TEXT EXCERPT:

Examples include, but not limited to:
- Mindset, conflict management, social media, Depression, Anxiety, Navigating team/life, Roles, self-regulation and breathing, self esteem, Navigating Sports Injury, Grief/Loss, Body Image concerns, Substance Use Education, Mindfulness Skills
Presentations are designed to be done within practice time in 30 minute to an hour increments based on coaches preference.
TEEN FACTS: From 2018 Childs Mental Health Report
- As little as 1% of youth with anxiety seek treatment in the year their symptoms begin, and most anxiety symptoms go untreated for years.
- Around 50% of teens either consider themselves “shy” or are described as shy by their parents; 12% of those shy adolescents may actually meet criteria for a treatable social anxiety disorder.
- Higher emotional investment in social media has been strongly correlated with higher levels of anxiety.
- Anxiety disorders are linked to a two-fold increase in risk for substance use disorder.
- When adolescents have depression alongside social anxiety, it is strongly associated with more suicidal ideation, suicide attempts and more depressive symptoms
- A combination of cognitive behavioral therapy and antidepressant medication was effective in 81% of youth with separation anxiety, generalized anxiety and social anxiety disorder.
Why I coach girls that don’t need traditional therapy.
I see it with my girl, I see it with the girls I coach or do therapy with. I see their desire to do well, I see the frustration and negative self talk that emerges and then the projection of this being placed outside themselves (onto coaches, parents, team members) as a means to cope with the uncomfortable feeling.
What if they are taught that it is in this uncomfortableness that they get to experience self-love, grace, and as-is-ness. They get an opportunity to ask themselves, “Is this right for me, is this the role I want (on the team, in my life, in this relationship with a boy).”
What if girls were taught about listening to their intuition, listen to their inner self to pull power back in to themselves and away from “others making me feel” theory.
What if we gave our girls permission to sit and think about, “Do I really want this right now versus the pressure of trying to fit in.”

DATA EXCERPTS:

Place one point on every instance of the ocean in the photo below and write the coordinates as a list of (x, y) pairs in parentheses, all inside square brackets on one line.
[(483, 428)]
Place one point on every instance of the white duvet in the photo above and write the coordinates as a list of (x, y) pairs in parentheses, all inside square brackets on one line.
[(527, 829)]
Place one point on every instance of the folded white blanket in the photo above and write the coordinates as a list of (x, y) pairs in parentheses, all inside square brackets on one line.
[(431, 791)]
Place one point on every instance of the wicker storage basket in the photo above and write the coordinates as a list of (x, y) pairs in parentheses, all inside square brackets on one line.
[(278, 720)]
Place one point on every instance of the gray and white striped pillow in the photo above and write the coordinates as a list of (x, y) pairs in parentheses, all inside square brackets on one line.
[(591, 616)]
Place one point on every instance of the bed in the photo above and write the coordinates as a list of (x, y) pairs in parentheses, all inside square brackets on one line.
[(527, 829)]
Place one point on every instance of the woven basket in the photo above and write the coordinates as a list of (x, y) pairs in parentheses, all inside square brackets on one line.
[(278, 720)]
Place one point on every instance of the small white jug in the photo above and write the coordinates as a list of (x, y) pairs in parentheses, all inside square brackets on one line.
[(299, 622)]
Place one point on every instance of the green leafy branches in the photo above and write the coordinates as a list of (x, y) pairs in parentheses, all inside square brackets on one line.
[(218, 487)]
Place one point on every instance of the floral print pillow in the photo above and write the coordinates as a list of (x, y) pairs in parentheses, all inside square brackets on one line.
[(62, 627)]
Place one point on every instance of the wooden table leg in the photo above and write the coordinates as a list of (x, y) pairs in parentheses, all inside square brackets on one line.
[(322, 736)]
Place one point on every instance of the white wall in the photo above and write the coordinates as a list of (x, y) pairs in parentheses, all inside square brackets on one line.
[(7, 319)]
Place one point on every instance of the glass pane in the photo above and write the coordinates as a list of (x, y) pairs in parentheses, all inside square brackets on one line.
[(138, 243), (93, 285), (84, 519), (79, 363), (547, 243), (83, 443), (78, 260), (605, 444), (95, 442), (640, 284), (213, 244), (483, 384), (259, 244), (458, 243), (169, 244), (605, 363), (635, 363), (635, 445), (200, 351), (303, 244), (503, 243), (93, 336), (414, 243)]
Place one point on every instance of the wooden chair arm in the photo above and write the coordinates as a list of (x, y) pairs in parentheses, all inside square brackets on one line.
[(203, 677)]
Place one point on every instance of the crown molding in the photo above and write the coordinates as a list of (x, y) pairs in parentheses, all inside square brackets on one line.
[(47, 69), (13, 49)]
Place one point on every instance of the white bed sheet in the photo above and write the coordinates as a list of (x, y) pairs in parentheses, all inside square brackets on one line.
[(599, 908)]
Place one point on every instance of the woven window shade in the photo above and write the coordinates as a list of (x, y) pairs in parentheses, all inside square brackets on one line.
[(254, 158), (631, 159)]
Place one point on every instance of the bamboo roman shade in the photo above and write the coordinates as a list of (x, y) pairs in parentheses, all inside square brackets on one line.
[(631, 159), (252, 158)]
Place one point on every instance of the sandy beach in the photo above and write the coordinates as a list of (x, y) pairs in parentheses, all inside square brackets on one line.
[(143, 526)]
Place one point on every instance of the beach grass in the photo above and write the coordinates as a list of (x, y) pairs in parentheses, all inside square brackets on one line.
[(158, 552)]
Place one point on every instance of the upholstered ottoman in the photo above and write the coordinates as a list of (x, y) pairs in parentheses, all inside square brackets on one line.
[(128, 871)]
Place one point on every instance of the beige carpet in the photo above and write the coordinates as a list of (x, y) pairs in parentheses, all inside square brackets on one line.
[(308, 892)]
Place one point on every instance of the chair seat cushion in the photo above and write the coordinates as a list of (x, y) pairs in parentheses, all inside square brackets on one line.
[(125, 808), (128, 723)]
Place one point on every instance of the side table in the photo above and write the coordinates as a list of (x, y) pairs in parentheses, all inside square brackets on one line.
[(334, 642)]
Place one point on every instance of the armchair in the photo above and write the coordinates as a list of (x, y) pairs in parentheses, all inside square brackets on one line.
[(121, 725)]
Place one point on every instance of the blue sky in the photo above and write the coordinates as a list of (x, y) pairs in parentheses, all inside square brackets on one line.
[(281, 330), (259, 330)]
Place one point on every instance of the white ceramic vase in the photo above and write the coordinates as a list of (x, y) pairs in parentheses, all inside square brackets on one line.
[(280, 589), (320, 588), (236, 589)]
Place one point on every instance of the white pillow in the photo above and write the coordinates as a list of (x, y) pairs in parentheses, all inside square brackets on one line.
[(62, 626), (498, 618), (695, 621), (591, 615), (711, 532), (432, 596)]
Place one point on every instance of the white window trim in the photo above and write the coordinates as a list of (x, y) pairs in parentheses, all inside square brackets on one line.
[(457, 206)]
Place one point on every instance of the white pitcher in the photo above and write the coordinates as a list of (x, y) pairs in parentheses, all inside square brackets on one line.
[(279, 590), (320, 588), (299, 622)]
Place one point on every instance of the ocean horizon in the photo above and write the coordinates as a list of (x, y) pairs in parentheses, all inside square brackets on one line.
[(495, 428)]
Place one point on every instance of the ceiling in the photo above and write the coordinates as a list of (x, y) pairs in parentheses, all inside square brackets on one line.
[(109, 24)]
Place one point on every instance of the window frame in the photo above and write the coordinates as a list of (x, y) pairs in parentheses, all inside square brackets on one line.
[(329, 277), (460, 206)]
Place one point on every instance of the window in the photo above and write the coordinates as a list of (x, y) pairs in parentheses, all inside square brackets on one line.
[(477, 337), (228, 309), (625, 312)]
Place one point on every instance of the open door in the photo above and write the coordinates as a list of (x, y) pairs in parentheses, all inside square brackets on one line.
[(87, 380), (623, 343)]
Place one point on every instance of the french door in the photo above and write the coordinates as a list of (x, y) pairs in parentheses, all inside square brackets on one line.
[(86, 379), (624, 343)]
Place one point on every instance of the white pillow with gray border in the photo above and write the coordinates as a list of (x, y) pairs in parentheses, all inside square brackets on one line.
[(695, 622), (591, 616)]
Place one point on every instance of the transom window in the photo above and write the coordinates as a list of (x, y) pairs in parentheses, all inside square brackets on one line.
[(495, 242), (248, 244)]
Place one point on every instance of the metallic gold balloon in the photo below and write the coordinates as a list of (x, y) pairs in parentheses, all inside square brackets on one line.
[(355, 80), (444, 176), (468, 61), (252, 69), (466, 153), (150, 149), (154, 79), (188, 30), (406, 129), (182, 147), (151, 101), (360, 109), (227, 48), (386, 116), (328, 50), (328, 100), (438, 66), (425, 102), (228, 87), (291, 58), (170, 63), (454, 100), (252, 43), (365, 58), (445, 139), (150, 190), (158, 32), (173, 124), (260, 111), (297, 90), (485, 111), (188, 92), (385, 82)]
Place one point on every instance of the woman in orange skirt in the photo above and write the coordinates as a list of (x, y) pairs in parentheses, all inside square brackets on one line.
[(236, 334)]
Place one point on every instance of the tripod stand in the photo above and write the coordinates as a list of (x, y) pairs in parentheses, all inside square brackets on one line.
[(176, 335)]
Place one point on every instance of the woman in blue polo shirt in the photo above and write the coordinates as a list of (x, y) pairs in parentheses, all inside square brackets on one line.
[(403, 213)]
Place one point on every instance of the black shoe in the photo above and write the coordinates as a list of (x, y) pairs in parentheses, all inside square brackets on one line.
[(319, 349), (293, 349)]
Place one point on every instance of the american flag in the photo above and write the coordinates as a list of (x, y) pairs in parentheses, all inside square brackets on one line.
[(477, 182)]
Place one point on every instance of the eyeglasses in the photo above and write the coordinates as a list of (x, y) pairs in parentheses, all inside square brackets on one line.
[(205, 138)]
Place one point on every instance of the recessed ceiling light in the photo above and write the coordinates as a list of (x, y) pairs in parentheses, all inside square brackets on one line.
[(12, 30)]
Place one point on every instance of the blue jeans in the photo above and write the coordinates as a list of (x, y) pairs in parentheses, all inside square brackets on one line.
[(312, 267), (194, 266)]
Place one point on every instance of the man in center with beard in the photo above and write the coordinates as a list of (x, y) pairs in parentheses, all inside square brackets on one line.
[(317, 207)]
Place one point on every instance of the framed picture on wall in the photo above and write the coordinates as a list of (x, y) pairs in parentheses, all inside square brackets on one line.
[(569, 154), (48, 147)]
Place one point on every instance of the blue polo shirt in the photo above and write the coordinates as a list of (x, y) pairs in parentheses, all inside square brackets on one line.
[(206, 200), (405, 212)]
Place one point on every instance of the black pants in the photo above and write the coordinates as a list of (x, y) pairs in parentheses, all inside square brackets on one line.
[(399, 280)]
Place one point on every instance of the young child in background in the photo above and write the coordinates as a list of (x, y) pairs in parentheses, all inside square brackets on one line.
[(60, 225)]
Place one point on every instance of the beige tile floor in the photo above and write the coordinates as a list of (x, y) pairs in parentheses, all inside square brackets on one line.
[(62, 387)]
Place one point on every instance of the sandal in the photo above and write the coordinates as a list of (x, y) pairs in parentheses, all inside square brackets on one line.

REQUIRED TASKS:
#1 Decide whether each statement agrees with the text on teen mental health, answering yes or no and quoting the words from the text that decide it: (a) The presentations take 30 minutes to an hour and fit within practice time. (b) Anxiety disorders are linked to a three-fold increase in risk for substance use disorder. (c) The teen facts are drawn from a 2018 report.
#2 Carry the text on teen mental health forward from its final sentence.
The entries have nothing to do with the text on teen mental health.

RESULTS IN ORDER:
#1
(a) Yes: "Presentations are designed to be done within practice time in 30 minute to an hour increments based on coaches preference."
(b) No: "Anxiety disorders are linked to a two-fold increase in risk for substance use disorder."
(c) Yes: "TEEN FACTS: From 2018 Childs Mental Health Report"

#2
What if we taught girls to define who they really are, to look for opportunities that align with their authentic true self and allow their selves to have permission to change and grow versus doing what the systems provide you without any questioning of it!
What if girls had permission to “mess up” and then had power in understanding their mess ups as meaningful and purposeful in self-discovery.
Girls need someone to believe in them more than they believe in themselves when they are trying to figure out their world.
I love to watch parent’s investment in their kids. I love to be invested in my own kids lives because I continue to learn more about myself. I love to study systems and how they serve our teens and ourselves to keep growing as well as how to choose and navigate environments that fit for who you are now. More times than not, it is the challenging times that make us question if we are doing it right, and usually we are. It is just time to grow, learn, and change when the hard times come up. We get an opportunity to handle the fear that changes bring, and I absolutely love change and new adventures.
At my core, I believe this for myself, my relationships, my kids and for people I coach:
The Power of Being Pushed and having expectations and chances to take Healthy Risks.
The Power of being exposed to deeper thinking and not becoming the victim.
The Power of the Adolescent and emerging adult to thrive in relationships.
The Power of teaching body wisdom, attunement to yourself first and then others.
The Power of mindfulness.
The Power of teaching that being brave and doing what is right for you oftentimes leads you to disappointing people and getting rejection, and that it is ok.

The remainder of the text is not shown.